• [Short task] Take the material below and write it all out again exactly.

────────────────────────────────────────

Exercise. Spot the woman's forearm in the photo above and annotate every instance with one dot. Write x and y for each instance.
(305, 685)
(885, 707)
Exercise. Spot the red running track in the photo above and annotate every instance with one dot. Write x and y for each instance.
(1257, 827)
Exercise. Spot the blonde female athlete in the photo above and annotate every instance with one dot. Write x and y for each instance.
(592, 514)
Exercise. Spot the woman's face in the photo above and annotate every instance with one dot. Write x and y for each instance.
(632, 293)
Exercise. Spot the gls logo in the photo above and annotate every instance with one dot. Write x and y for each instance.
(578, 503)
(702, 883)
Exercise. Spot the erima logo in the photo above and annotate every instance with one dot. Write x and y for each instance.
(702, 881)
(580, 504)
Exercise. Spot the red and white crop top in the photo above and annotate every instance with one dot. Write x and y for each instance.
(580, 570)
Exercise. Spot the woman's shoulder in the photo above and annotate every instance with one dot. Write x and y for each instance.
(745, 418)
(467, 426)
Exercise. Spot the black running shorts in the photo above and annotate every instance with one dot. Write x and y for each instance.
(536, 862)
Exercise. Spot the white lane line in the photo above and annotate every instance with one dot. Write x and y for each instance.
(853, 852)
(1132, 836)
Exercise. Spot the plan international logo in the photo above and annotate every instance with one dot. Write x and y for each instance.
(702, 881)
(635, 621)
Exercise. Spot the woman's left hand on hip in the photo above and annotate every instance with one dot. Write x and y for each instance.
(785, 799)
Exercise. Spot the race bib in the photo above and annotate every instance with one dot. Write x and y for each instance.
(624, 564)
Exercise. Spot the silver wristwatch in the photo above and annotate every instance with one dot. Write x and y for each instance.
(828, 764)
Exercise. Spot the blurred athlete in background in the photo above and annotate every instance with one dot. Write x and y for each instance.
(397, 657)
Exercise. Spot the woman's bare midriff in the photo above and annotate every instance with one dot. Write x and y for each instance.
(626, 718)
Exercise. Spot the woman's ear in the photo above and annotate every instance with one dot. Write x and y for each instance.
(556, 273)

────────────────────────────────────────

• [Output for this exercise]
Exercise. Spot the woman's forearm in the photo above and annotate every instance with one dot. Write x and y for each instance.
(305, 685)
(885, 707)
Exercise. Spot the red running track in the photo above and annotate every instance with one dot. Write x and y for each instance.
(1257, 827)
Exercise. Spot the blonde female athlete in the photo above and annotate every instance with one dot. Write x and y for each instance.
(592, 514)
Exercise. Spot the woman's face in the photo above and annotate every instance with one dot. Write x and y for each instance.
(632, 293)
Exercise. Spot the gls logo in the photo above and annotate every instance with one dot. Write x and y for each instance.
(578, 503)
(702, 883)
Exercise. Spot the erima logo in the photo above and annotate every instance with one dot. Write x and y for each instance.
(702, 881)
(580, 504)
Exercise. Spot the red and white crop top in the photo above and annotate every instance with one dot. Write x and y for each instance.
(580, 570)
Exercise. Spot the woman's shoulder in the photo above and annotate every instance with one dot. Write x and y for each instance.
(745, 418)
(467, 426)
Exercise. Spot the black running shorts in the photo above and annotate every instance with one dot. Write x and y for each instance.
(536, 862)
Exercise. Spot the white lane line in the photo above and annotate every instance with one dot. Write x and y for each instance.
(853, 852)
(1132, 836)
Exercise. Spot the plan international logo in the photo above and annotate every instance with one dot. Write x and y for each instance.
(702, 881)
(635, 621)
Exercise. Spot the woman's left hand on hip in the photo above and annotate every instance with one dot. Write x and y for each instance.
(785, 799)
Exercise. Spot the race bib in the photo above and annotate every instance with one dot. Write x and y for each instance.
(624, 564)
Exercise. Spot the silver wristwatch in the photo above and annotate every instance with one dot. Write x and y for each instance.
(828, 764)
Exercise. Spot the blurred athlete in background in the photo above and annotate every instance with one dot. Write x and y for each instance.
(397, 657)
Exercise. Spot the woman's bare midriff in the photo above and annotate every instance with one dot. Write x and y for each instance.
(626, 718)
Exercise. Spot the woman's ear in the photo above and annotate every instance with one dot. Write x and y for each instance.
(556, 273)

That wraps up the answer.